▼▼▼

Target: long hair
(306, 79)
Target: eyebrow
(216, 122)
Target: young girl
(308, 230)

▲▲▲

AIM OF THE TASK:
Repeat each line above exactly as written.

YOUR SOLUTION:
Target: long hair
(306, 79)
Target: eyebrow
(216, 122)
Target: young girl
(308, 230)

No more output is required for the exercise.